▶ AIM OF THE TASK
Only the lines from the one containing "If you could point out the tall" through the last line below should be written out, exactly and with both ends kept.

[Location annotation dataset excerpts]

########

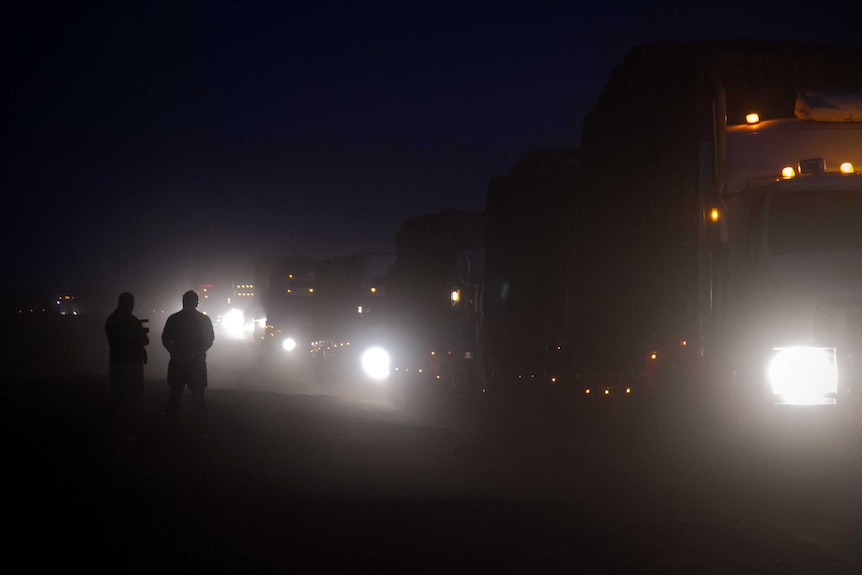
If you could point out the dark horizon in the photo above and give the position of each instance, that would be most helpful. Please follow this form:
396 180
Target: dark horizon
151 153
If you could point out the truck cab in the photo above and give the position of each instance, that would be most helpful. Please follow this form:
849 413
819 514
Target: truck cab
793 291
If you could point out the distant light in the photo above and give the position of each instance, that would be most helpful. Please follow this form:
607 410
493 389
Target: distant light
714 214
375 362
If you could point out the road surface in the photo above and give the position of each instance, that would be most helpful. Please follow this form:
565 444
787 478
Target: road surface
296 478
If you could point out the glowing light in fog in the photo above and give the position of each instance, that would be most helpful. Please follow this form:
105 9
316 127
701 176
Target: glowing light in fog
375 363
803 375
233 323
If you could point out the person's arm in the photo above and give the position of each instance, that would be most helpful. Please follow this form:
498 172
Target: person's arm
167 337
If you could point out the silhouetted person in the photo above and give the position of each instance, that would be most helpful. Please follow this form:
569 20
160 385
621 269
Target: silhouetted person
188 334
127 338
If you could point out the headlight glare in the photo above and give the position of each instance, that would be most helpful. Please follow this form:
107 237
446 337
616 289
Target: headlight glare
375 363
803 375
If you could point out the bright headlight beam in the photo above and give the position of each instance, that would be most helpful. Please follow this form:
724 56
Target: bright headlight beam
233 323
803 375
375 363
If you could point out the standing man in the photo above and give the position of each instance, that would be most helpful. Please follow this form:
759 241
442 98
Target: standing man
127 338
187 336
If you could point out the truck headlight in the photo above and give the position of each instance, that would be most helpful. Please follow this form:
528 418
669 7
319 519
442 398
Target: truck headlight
803 375
375 363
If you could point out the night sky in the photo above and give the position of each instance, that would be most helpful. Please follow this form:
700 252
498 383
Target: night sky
151 145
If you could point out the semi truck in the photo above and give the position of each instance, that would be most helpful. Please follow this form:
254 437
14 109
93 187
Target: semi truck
699 254
783 242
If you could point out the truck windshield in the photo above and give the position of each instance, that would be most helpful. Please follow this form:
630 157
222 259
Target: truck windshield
807 221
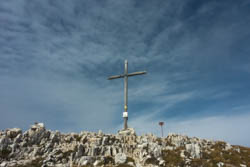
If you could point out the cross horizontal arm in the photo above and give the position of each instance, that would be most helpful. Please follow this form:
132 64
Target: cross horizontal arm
137 73
115 77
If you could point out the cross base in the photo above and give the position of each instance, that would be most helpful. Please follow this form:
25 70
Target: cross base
126 132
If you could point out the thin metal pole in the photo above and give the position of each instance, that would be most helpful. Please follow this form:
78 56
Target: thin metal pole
126 94
161 131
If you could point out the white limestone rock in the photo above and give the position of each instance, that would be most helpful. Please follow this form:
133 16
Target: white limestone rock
120 158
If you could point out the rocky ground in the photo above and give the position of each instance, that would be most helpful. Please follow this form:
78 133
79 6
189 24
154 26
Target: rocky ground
38 147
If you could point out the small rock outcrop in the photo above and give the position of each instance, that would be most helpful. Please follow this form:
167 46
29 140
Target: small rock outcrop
38 147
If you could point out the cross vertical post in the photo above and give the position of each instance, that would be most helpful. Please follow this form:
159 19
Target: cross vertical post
125 76
125 115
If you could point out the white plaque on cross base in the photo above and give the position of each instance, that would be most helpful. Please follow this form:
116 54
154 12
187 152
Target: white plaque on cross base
125 114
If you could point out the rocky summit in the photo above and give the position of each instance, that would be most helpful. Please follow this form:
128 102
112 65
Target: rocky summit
38 147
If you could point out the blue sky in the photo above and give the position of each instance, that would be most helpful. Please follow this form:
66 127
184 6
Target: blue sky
55 57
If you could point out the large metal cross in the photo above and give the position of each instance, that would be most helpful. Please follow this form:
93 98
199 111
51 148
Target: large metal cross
125 76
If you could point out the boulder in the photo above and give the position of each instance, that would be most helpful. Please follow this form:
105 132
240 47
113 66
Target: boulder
128 131
12 133
120 158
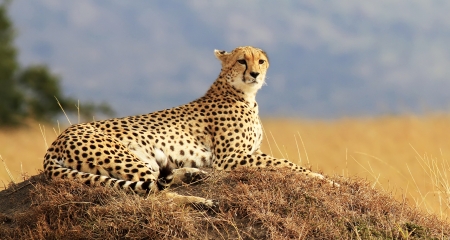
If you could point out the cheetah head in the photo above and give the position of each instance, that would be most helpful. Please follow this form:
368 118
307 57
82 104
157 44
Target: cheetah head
244 68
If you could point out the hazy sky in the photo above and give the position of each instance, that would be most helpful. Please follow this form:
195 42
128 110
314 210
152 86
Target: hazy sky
329 59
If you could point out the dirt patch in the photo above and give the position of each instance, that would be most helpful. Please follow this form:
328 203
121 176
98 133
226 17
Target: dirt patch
254 204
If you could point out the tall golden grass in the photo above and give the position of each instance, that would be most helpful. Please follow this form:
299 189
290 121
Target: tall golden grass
406 155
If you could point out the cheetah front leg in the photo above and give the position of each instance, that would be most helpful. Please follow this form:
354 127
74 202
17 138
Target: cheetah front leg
184 175
261 160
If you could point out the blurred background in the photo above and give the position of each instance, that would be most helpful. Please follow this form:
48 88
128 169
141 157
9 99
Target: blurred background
328 59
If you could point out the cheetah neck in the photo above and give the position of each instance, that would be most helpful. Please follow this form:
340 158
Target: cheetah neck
222 88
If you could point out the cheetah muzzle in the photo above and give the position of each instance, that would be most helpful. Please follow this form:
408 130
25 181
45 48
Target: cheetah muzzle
147 153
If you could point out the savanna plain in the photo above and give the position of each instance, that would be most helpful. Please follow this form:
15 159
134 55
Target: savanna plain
406 156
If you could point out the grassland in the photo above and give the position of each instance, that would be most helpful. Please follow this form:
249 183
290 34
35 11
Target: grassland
404 155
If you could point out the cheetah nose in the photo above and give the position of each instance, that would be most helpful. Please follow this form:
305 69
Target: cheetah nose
254 74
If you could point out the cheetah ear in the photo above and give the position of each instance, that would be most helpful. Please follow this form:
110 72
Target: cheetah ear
221 55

########

▶ ANSWER TO THE EXERCISE
If you could point out the tall golden grass in the photo above and give the position of each instance, that would be most helpful. Please follow this form:
299 189
290 121
Target: tall golden grass
406 155
If you could point out the cheetah front leg in the photo above and give the position of each instance, that would be most helpful. Please follow this form:
354 127
74 202
17 138
Target: cheetah front leg
184 175
261 160
If you could point out the blurred background in the photo above and give the position of each instance, that would be most helpful. Please follow this form:
48 88
128 169
141 157
9 99
Target: blurred background
328 59
If you could point out the cheetah neck in the photo above and give the position of each instance, that would be most helpful. Please follow this form:
340 158
Target: cheetah neck
222 88
If you could point out the cheetah muzzle in the photo above and give the position of each instance, that would be most helpful. Please follow this form:
408 130
25 181
45 48
Target: cheetah muzzle
147 153
If you could point out the savanna plain in the photo above and give the position of each instance, that would be most helpful. Please follow this form:
15 159
134 55
Target: savanna plain
406 156
If you could point out the grassland in the photo above and give the position of each instance, that would be most helpful. Please follow this form:
249 183
290 34
35 11
Target: grassland
404 155
If you could point out the cheetah nose in the photo above and give the position of each instance, that would be most helpful. Please follow this form:
305 69
Target: cheetah nose
254 74
If you could point out the cheetah ear in the photo above and give the position of each instance, that would be most helpful. Please follow this form:
110 72
Target: cheetah ear
221 55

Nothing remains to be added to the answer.